* Problem details: Copy every line from the one that contains "Q: Point out each instance of the church steeple" through the end of the entries, requests included, multiplying each coordinate in the answers by 2.25 and rounding it to a whole number, with halves rounded up. Give only these lines, and leave the pictures out.
◆ ◆ ◆ ◆ ◆
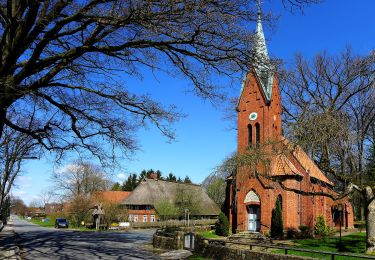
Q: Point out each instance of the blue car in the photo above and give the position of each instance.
(61, 223)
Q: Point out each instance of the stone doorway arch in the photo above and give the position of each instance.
(252, 202)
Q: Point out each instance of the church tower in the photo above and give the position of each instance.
(259, 106)
(251, 197)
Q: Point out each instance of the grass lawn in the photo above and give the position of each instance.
(354, 244)
(209, 234)
(49, 224)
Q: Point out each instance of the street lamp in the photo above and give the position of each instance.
(187, 215)
(340, 208)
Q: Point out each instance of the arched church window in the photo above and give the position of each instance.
(250, 134)
(280, 201)
(257, 133)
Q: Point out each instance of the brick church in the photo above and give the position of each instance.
(250, 199)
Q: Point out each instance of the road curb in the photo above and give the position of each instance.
(9, 248)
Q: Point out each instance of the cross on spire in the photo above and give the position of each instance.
(260, 47)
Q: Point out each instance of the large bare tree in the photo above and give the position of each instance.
(15, 147)
(329, 108)
(64, 64)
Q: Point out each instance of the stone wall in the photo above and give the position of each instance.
(173, 241)
(220, 252)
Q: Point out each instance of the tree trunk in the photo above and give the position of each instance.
(370, 224)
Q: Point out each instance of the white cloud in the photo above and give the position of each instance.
(18, 193)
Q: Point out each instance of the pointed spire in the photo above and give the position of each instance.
(260, 47)
(263, 69)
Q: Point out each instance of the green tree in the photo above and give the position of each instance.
(321, 228)
(171, 177)
(277, 228)
(222, 225)
(187, 180)
(166, 209)
(185, 199)
(370, 167)
(216, 191)
(131, 182)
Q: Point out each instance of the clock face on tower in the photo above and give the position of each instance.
(253, 116)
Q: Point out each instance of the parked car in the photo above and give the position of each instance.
(61, 223)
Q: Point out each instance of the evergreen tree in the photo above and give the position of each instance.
(277, 228)
(116, 186)
(222, 225)
(159, 174)
(131, 183)
(171, 177)
(370, 167)
(187, 180)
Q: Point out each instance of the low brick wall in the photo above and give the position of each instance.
(220, 252)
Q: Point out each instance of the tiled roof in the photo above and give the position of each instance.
(112, 196)
(151, 191)
(282, 166)
(307, 164)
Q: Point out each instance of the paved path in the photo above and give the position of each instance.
(8, 248)
(45, 243)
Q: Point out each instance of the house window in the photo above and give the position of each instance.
(257, 133)
(250, 133)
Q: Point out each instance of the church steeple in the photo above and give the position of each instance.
(260, 46)
(261, 62)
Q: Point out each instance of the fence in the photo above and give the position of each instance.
(173, 223)
(288, 249)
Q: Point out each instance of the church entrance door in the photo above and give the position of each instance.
(253, 217)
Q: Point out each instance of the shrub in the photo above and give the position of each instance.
(277, 229)
(222, 225)
(361, 225)
(321, 228)
(306, 232)
(292, 233)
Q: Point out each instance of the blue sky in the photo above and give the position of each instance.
(203, 137)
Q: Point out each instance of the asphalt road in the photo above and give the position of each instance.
(46, 243)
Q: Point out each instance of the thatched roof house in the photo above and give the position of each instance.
(151, 191)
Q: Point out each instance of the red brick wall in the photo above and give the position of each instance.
(141, 212)
(297, 210)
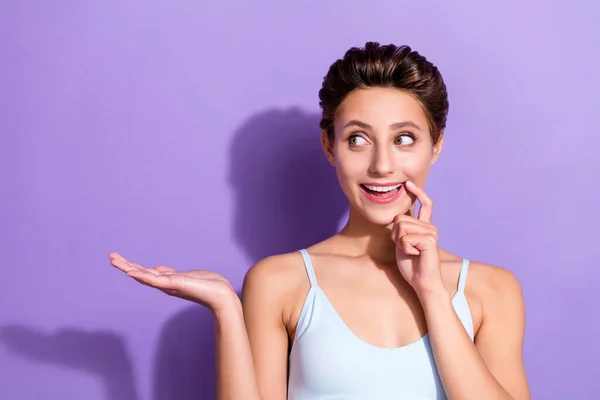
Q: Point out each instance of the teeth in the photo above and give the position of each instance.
(382, 188)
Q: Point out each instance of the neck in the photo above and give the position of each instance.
(370, 239)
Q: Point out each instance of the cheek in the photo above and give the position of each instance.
(415, 165)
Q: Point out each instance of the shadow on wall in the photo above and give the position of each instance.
(102, 354)
(286, 197)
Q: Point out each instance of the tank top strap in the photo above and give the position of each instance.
(309, 268)
(462, 278)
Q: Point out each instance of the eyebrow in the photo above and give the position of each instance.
(396, 125)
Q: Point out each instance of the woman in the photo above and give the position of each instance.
(377, 311)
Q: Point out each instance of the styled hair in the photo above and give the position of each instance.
(387, 66)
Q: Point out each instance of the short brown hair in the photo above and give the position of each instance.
(385, 66)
◆ ◆ ◆ ◆ ◆
* Written answer:
Q: Point out each instance of the church steeple in the photo above and give the position of each instance.
(585, 104)
(587, 140)
Q: Point out each instance of the fence in the photo above and give the position of each instance.
(389, 502)
(648, 560)
Q: Point out each instance of the church entrance door in the photo above and give the position of each instance.
(569, 488)
Q: Point out each instance of the shrub in the photo above and give the position of each instance.
(623, 515)
(500, 506)
(812, 506)
(722, 513)
(689, 522)
(657, 524)
Q: Point out each instance of the blue sky in the photo above and give the position of each instance.
(457, 308)
Q: Point out each instance of the asphalt road in the photo above and give the position of each instance.
(104, 547)
Q: Point out each instance of the thatched roof house in the photo above and give the position of each instance.
(340, 430)
Q: Point out each instance of the red brick wall in the photo above and give the position of each instance.
(317, 477)
(668, 473)
Q: Point out each instance of the teeth in the photo above and give the position of each instance.
(860, 423)
Q: Point out each instance of the neck in the photo above and give the position of each instance.
(833, 538)
Q: Point out each instance of the cheek in the photo above and give the position of each instance.
(934, 371)
Q: Point out each instance of the shadow on wall in the photo above and give the position of each instance.
(230, 797)
(644, 443)
Q: Point out each instance of the tank top strap in the photo above and give the position of each instance.
(695, 603)
(1040, 626)
Q: Point out each instance of the eyebrow in the photo above and give the position of each instance.
(891, 281)
Q: Point out each instance of the woman in the photo above and give the position of each instance.
(848, 700)
Q: Point out each instance of the styled hair in the photo above and give the position of each instance.
(871, 149)
Q: Point out each instance of the short brown hair in the photo above and give the position of each instance.
(866, 149)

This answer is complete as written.